Письменное задание: Представьте строки записей от самого начала до строки с «xmin=1125 ymin=453 xmax=1220 ymax=562» включительно в виде JSON-списка строк, по одной строке на каждую строку текста. Пустые строки пропустите.

Извлечённые записи данных
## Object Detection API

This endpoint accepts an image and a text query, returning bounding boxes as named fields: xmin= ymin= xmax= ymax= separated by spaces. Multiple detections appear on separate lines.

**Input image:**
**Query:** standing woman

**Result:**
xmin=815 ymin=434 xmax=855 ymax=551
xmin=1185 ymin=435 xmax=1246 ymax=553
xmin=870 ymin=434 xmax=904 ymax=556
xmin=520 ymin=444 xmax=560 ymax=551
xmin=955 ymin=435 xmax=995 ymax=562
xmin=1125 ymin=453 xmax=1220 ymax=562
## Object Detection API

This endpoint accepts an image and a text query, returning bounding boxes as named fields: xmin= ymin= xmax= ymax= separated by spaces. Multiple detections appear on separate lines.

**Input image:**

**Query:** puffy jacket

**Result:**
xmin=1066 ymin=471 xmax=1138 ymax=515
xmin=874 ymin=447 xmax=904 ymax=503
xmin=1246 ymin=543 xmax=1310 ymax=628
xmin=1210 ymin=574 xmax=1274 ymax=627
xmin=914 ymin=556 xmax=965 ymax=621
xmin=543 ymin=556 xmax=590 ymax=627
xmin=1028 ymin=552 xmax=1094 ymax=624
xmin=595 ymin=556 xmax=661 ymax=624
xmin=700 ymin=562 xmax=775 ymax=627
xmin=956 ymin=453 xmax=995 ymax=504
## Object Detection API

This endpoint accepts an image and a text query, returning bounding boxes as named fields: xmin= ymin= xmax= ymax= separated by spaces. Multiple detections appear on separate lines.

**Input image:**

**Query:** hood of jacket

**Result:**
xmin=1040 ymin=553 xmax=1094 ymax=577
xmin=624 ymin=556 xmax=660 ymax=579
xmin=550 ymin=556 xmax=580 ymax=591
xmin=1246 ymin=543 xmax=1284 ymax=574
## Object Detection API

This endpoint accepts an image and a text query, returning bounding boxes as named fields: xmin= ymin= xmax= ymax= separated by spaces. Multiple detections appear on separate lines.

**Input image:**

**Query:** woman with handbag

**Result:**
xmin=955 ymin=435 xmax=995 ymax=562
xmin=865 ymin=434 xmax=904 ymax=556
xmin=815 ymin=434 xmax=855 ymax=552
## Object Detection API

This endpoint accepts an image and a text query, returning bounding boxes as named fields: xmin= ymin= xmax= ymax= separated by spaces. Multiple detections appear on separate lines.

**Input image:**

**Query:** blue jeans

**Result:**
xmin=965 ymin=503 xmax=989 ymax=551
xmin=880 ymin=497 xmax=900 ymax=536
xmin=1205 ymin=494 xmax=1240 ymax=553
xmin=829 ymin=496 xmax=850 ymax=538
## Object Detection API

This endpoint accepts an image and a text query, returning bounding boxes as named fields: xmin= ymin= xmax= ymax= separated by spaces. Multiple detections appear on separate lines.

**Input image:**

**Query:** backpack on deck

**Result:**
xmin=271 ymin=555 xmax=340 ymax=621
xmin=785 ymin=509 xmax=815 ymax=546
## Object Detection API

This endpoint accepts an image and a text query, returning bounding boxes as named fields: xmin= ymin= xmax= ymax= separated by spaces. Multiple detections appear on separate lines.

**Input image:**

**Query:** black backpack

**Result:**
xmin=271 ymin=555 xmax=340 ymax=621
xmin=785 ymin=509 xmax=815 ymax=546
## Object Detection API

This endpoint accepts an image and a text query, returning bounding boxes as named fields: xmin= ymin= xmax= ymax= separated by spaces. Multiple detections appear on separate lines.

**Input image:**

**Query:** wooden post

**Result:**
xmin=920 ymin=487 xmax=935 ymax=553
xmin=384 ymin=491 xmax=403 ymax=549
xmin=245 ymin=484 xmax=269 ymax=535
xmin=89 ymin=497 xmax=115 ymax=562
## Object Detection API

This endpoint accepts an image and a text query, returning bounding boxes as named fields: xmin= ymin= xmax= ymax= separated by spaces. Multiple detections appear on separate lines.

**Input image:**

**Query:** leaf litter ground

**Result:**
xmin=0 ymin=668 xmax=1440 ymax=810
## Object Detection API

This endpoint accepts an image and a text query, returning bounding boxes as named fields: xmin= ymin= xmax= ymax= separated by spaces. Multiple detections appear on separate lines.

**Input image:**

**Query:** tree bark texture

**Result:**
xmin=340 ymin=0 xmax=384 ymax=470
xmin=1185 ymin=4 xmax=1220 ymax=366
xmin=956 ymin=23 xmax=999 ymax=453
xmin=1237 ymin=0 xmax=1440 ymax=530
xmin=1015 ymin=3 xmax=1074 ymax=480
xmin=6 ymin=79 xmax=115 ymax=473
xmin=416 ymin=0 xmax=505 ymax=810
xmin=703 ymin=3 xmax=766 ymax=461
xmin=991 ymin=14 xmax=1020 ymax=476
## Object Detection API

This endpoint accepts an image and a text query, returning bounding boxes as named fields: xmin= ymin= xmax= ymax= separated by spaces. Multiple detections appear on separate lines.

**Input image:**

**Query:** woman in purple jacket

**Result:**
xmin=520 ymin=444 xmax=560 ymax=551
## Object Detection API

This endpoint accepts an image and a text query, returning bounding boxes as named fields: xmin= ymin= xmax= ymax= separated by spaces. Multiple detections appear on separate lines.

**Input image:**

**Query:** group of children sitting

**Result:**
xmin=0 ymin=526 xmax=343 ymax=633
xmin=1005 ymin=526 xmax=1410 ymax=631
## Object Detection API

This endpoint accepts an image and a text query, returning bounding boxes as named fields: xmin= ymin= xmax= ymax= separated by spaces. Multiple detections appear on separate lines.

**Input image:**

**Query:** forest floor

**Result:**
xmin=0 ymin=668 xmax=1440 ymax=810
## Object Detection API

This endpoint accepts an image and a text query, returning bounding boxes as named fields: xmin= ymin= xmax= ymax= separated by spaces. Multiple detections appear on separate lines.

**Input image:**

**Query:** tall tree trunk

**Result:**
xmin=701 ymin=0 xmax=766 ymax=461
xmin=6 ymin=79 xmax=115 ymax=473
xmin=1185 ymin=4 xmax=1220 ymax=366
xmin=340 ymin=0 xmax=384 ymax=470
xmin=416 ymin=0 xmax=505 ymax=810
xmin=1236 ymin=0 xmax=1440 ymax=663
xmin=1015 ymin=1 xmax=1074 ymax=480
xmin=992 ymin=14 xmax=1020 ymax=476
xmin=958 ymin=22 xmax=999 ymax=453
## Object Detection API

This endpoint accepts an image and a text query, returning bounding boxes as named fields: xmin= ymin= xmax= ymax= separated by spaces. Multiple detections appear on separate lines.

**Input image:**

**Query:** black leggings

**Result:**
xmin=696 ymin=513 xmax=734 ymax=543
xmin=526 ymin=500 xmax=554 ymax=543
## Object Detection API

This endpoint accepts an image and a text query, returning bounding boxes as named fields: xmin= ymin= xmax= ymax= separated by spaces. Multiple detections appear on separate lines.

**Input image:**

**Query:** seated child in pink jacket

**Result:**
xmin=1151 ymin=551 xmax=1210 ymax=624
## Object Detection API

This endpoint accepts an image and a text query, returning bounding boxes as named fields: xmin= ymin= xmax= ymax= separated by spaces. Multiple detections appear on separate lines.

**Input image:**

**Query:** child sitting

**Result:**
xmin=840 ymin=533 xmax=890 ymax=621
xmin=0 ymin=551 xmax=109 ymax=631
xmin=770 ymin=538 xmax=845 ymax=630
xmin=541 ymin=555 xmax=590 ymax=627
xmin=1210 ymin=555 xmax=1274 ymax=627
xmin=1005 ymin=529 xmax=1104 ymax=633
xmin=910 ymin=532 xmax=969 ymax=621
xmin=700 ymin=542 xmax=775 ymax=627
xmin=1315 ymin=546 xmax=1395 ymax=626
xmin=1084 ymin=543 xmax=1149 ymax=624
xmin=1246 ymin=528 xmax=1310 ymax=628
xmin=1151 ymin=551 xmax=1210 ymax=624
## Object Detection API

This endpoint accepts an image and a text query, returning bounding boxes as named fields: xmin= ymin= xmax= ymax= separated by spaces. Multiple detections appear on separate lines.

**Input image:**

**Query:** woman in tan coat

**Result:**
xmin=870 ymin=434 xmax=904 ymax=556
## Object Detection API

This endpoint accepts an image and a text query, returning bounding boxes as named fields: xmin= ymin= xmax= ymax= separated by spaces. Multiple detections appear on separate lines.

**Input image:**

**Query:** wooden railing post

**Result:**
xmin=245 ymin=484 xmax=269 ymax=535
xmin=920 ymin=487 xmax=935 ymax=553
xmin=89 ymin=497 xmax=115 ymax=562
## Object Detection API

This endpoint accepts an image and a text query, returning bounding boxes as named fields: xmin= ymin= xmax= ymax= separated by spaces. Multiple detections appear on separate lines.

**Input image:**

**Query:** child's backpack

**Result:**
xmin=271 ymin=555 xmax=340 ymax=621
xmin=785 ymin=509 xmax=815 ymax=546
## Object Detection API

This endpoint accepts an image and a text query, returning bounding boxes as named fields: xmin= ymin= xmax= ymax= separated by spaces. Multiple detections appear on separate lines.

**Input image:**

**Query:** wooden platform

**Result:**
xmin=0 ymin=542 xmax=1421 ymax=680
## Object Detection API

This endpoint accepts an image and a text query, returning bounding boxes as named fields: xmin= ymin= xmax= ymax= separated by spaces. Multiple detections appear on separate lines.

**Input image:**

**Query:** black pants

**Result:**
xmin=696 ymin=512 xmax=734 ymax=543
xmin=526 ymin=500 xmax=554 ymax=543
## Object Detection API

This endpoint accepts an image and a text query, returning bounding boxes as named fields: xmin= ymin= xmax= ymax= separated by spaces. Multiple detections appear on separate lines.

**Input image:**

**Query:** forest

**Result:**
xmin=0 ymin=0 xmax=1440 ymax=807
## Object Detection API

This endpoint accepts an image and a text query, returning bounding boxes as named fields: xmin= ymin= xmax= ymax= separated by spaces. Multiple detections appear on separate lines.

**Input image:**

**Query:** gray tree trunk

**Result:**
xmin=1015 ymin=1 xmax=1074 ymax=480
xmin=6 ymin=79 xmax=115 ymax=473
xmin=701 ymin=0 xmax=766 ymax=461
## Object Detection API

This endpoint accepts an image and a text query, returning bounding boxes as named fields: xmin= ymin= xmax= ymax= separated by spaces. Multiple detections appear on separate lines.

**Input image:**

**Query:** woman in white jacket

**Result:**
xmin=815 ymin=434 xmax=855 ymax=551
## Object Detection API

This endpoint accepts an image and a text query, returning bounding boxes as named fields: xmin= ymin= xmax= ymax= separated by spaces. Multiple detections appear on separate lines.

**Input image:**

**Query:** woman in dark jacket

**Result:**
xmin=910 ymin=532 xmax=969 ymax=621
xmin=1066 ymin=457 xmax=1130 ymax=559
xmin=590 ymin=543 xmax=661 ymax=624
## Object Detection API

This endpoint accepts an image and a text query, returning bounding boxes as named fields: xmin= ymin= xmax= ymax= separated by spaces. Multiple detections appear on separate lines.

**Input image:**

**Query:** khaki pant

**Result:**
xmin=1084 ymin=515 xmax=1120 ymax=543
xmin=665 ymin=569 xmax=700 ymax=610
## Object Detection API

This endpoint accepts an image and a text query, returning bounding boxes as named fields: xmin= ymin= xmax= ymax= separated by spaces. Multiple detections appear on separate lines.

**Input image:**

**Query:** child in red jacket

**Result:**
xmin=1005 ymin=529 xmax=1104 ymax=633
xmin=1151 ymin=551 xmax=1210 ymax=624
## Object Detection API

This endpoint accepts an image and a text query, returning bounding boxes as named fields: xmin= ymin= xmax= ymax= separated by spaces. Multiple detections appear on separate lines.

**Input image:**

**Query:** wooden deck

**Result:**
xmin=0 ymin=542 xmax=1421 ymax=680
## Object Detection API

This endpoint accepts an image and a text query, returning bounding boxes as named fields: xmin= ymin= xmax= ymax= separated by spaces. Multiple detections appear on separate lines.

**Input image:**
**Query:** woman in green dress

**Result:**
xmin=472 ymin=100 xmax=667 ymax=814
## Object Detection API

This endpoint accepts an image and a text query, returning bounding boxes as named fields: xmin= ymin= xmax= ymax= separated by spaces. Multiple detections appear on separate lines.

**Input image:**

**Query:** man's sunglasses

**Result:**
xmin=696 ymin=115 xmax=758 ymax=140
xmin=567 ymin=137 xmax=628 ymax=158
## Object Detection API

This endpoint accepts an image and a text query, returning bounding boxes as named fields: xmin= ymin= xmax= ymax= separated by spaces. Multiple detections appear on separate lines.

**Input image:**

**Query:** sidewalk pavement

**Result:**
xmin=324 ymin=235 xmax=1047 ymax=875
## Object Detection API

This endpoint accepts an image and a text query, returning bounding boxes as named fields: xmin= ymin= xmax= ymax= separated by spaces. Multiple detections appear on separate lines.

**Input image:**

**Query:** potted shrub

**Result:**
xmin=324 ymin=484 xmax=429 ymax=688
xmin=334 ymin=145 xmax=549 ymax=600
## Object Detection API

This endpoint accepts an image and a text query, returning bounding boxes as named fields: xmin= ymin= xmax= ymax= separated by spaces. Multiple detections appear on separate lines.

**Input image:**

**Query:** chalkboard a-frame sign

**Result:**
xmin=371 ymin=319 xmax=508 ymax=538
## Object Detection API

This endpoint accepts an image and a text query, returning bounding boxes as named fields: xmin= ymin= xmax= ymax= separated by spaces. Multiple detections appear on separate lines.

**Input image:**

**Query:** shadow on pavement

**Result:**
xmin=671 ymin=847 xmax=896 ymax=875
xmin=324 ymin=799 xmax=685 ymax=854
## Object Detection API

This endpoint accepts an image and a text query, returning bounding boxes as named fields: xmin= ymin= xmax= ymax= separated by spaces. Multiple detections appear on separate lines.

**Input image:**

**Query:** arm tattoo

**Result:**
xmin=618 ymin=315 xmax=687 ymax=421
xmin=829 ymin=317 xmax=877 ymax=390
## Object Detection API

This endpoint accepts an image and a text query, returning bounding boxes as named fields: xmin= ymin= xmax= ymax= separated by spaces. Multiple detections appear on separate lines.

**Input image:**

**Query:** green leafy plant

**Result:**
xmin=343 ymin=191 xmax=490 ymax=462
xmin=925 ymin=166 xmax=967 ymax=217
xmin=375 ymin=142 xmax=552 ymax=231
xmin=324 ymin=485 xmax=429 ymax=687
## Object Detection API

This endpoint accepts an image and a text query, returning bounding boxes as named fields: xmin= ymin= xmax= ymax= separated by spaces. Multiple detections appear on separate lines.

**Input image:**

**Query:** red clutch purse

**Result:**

Готовое упражнение:
[
  "## Object Detection API",
  "This endpoint accepts an image and a text query, returning bounding boxes as named fields: xmin= ymin= xmax= ymax= separated by spaces. Multiple detections appear on separate lines.",
  "**Input image:**",
  "**Query:** standing woman",
  "**Result:**",
  "xmin=815 ymin=434 xmax=855 ymax=551",
  "xmin=1185 ymin=435 xmax=1246 ymax=553",
  "xmin=870 ymin=434 xmax=904 ymax=556",
  "xmin=520 ymin=444 xmax=560 ymax=551",
  "xmin=955 ymin=435 xmax=995 ymax=562",
  "xmin=1125 ymin=453 xmax=1220 ymax=562"
]